'''
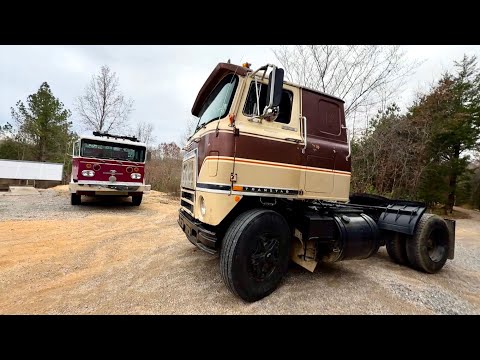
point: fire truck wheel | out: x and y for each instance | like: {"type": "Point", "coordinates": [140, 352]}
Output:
{"type": "Point", "coordinates": [428, 249]}
{"type": "Point", "coordinates": [137, 199]}
{"type": "Point", "coordinates": [75, 199]}
{"type": "Point", "coordinates": [255, 253]}
{"type": "Point", "coordinates": [397, 248]}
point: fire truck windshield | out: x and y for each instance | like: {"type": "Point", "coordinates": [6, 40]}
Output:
{"type": "Point", "coordinates": [106, 150]}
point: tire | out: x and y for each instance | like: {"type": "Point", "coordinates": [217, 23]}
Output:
{"type": "Point", "coordinates": [255, 254]}
{"type": "Point", "coordinates": [137, 199]}
{"type": "Point", "coordinates": [75, 199]}
{"type": "Point", "coordinates": [427, 251]}
{"type": "Point", "coordinates": [396, 244]}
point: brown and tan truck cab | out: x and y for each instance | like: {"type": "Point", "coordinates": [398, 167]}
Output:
'''
[Goal of the exercise]
Turn every line of the records above into a numbered list, skipping blank lines and leaving out the pictures.

[Response to the exercise]
1. point: fire truck wheel | out: x and y for each instance | like: {"type": "Point", "coordinates": [140, 352]}
2. Output:
3. {"type": "Point", "coordinates": [428, 249]}
4. {"type": "Point", "coordinates": [137, 199]}
5. {"type": "Point", "coordinates": [75, 199]}
6. {"type": "Point", "coordinates": [255, 253]}
7. {"type": "Point", "coordinates": [397, 248]}
8. point: fire truck windshield | out: x and y for each instance | like: {"type": "Point", "coordinates": [6, 40]}
9. Output:
10. {"type": "Point", "coordinates": [106, 150]}
11. point: tire | out: x and y for each instance | like: {"type": "Point", "coordinates": [217, 23]}
12. Output:
13. {"type": "Point", "coordinates": [255, 254]}
14. {"type": "Point", "coordinates": [137, 199]}
15. {"type": "Point", "coordinates": [75, 199]}
16. {"type": "Point", "coordinates": [427, 251]}
17. {"type": "Point", "coordinates": [396, 244]}
18. point: brown and tan truck cab | out: x and y for each instance | like: {"type": "Point", "coordinates": [398, 167]}
19. Output:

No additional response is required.